-------- Excerpt to read
From: Tom Mason <wheybags_at_[hidden]>
Date: Wed, 23 Dec 2020 22:13:19 +0000
I don't think what Arthur is proposing would involve the string_view modifying the const char*. It would just be informed that it can check the value at data() + size(), so it only does a read at that location to compare to zero. The byte at that position would have to be set externally. It does seem a little obscure though. Why would you have a string buffer with embedded nulls in it, make a string view that passes over the null, and then trim down to it? Maybe there is a use case there that I can't think of, but it seems better to me to just store a flag that indicates null termination directly.

On Wed, Dec 23, 2020, at 10:00 PM, Nikolay Mihaylov via Std-Proposals wrote:
> Sorry for comment too late, but how exactly string_view will add null
> at the end, if it is const? The const char * could be in read only
> memory as well.
>
> The only way this to work is to copy the char array - into std::string
> or into char array (i usually use std::array<char>.
>
> Another way is to change your algorithm, so it does not rely on null terminator.
>
> Nikolay
>
> On Wednesday, December 23, 2020, Thiago Macieira via Std-Proposals
> <std-proposals_at_[hidden]> wrote:
> > On Wednesday, 23 December 2020 13:48:51 -03 Arthur O'Dwyer via Std-Proposals
> > wrote:
> > > Nobody's mentioned it yet for some reason, but this is far from the first
> > > time that the idea of "null-terminated string_view" has come up. The
> > > traditional name for it is "zstring_view", and you can find more
> > > information by googling that name.
----------------
[Instruction 1] Copy the string_view email word for word, from start to finish.
[Instruction 2] Find every line in the records that contains the string "blue" and copy those lines out. Matches must have the same uppercase and lowercase letters.
The records below the string_view email are unrelated to it.
-------- Data to process
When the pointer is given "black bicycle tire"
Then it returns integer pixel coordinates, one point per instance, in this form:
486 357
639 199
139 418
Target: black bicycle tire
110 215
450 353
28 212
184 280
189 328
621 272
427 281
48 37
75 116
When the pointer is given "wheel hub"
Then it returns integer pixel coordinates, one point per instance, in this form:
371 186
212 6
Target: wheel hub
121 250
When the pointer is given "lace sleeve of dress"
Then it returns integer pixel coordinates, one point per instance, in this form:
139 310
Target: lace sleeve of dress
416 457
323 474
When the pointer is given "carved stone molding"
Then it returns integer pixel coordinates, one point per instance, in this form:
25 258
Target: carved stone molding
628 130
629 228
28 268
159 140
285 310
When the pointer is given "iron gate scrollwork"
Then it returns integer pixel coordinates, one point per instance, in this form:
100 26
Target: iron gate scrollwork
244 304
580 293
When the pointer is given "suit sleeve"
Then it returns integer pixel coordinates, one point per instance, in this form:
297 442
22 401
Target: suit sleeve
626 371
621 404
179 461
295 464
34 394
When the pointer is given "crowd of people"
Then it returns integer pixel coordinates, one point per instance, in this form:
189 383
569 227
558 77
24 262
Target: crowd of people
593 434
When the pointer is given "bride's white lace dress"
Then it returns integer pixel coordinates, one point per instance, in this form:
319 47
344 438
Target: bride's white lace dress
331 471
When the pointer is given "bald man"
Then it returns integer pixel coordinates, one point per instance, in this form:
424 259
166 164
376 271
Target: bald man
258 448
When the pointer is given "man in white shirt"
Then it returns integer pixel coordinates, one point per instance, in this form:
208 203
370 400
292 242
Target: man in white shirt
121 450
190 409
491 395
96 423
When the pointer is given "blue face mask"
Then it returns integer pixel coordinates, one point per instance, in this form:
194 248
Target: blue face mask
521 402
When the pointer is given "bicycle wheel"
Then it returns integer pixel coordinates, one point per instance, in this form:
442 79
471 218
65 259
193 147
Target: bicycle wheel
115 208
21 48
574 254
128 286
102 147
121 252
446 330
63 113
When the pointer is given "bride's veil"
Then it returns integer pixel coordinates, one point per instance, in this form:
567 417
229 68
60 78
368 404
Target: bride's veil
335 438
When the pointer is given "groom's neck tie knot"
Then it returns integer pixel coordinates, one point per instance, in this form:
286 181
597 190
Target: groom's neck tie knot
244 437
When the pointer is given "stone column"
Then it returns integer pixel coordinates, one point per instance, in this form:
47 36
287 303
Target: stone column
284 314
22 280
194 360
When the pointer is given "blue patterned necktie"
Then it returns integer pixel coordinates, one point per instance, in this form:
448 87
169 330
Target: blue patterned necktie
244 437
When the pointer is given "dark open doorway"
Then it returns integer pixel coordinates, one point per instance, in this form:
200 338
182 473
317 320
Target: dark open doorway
----------------
[Reply 1]
From: Tom Mason <wheybags_at_[hidden]>
Date: Wed, 23 Dec 2020 22:13:19 +0000
I don't think what Arthur is proposing would involve the string_view modifying the const char*. It would just be informed that it can check the value at data() + size(), so it only does a read at that location to compare to zero. The byte at that position would have to be set externally. It does seem a little obscure though. Why would you have a string buffer with embedded nulls in it, make a string view that passes over the null, and then trim down to it? Maybe there is a use case there that I can't think of, but it seems better to me to just store a flag that indicates null termination directly.

On Wed, Dec 23, 2020, at 10:00 PM, Nikolay Mihaylov via Std-Proposals wrote:
> Sorry for comment too late, but how exactly string_view will add null
> at the end, if it is const? The const char * could be in read only
> memory as well.
>
> The only way this to work is to copy the char array - into std::string
> or into char array (i usually use std::array<char>.
>
> Another way is to change your algorithm, so it does not rely on null terminator.
>
> Nikolay
>
> On Wednesday, December 23, 2020, Thiago Macieira via Std-Proposals
> <std-proposals_at_[hidden]> wrote:
> > On Wednesday, 23 December 2020 13:48:51 -03 Arthur O'Dwyer via Std-Proposals
> > wrote:
> > > Nobody's mentioned it yet for some reason, but this is far from the first
> > > time that the idea of "null-terminated string_view" has come up. The
> > > traditional name for it is "zstring_view", and you can find more
> > > information by googling that name.

[Reply 2]
When the pointer is given "blue face mask"
Target: blue face mask
When the pointer is given "blue patterned necktie"
Target: blue patterned necktie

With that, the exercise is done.